* _EXERCISE DESCRIPTION_
Copy the stretch of records from the line containing "Locate the blue kimono" through the line containing "[16,153,141,244]", swapping "kimono" for "robe" and leaving everything else unchanged.

## Begin PROVIDED DATA

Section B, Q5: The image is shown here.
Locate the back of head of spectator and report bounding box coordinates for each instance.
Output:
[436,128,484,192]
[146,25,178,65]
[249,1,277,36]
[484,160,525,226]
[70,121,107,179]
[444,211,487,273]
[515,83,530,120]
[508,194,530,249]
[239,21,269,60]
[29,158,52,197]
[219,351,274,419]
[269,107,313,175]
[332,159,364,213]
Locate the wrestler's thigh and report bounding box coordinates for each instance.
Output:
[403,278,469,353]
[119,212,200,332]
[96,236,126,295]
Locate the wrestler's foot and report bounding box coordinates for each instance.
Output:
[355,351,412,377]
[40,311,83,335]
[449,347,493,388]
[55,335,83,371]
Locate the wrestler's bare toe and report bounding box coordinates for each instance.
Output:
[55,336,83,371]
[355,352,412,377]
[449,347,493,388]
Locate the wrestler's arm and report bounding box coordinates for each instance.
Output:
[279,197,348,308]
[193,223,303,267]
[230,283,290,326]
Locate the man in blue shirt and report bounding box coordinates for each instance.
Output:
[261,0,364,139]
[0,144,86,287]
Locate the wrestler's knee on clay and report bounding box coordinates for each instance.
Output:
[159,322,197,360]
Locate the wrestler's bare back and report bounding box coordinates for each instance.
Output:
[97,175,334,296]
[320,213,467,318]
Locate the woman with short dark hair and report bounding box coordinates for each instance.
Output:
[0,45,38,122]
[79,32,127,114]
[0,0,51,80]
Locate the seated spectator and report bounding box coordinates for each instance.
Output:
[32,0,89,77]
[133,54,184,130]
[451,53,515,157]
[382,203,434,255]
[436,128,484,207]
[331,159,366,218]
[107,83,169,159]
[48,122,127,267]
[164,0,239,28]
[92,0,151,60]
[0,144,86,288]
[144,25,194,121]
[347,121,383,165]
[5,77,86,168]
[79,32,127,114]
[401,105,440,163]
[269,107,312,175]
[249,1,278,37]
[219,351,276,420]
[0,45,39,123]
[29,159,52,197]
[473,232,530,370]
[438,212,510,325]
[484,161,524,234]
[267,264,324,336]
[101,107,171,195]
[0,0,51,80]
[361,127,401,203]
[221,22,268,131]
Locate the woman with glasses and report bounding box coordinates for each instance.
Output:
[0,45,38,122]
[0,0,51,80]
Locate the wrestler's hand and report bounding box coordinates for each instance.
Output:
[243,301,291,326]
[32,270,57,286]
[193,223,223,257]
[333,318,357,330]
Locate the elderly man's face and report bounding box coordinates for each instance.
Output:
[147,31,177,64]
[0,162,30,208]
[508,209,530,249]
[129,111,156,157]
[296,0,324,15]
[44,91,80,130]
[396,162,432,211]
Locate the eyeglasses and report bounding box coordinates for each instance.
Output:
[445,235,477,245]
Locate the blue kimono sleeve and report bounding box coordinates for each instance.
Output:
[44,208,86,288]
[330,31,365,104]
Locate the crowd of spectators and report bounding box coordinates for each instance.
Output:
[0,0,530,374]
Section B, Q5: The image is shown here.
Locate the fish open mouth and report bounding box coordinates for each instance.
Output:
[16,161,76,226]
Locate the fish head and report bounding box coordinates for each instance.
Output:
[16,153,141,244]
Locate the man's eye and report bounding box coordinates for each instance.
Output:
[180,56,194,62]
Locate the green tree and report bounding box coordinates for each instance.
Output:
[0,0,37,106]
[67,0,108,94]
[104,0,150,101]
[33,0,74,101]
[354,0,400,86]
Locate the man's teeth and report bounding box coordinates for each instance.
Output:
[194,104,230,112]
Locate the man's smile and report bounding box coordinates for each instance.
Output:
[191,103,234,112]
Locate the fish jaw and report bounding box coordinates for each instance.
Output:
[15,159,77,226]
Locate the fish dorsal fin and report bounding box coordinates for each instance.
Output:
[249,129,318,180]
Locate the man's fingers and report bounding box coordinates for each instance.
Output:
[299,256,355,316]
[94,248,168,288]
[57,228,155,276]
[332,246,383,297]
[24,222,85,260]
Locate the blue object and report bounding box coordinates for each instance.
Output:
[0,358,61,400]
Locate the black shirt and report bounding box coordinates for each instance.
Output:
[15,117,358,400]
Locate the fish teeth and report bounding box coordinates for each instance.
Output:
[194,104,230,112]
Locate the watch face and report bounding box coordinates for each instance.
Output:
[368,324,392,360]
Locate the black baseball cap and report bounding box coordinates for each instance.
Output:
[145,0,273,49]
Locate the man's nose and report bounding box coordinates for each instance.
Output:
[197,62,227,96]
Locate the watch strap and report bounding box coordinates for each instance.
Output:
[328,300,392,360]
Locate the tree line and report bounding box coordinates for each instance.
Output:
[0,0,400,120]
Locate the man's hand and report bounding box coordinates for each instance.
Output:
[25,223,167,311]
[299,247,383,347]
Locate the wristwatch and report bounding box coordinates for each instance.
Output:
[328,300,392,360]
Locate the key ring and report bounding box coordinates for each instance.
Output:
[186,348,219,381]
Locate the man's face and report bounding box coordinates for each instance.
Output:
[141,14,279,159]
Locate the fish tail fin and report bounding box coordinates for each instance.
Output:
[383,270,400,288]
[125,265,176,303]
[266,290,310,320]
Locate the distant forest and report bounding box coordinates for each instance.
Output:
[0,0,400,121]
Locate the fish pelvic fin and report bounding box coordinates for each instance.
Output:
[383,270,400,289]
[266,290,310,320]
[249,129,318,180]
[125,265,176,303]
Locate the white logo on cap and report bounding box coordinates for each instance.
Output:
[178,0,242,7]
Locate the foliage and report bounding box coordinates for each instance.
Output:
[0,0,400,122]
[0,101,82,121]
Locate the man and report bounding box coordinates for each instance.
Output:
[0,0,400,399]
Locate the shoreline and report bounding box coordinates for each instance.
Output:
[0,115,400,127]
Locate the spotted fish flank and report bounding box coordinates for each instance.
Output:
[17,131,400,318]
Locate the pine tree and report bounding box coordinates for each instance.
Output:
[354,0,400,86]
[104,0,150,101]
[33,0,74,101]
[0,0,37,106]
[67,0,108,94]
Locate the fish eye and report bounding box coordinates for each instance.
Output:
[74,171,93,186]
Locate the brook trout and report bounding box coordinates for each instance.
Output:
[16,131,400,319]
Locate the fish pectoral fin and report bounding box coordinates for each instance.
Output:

## End PROVIDED DATA

* _FINAL RESULT_
Locate the blue robe sleeve and report bounding box coordinates for each instance.
Output:
[44,208,86,288]
[330,31,365,104]
Locate the crowd of spectators and report bounding box coordinates for each instance.
Output:
[0,0,530,374]
Section B, Q5: The image is shown here.
Locate the fish open mouth and report bounding box coordinates for each instance.
Output:
[16,161,76,226]
Locate the fish head and report bounding box coordinates for each instance.
Output:
[16,153,141,244]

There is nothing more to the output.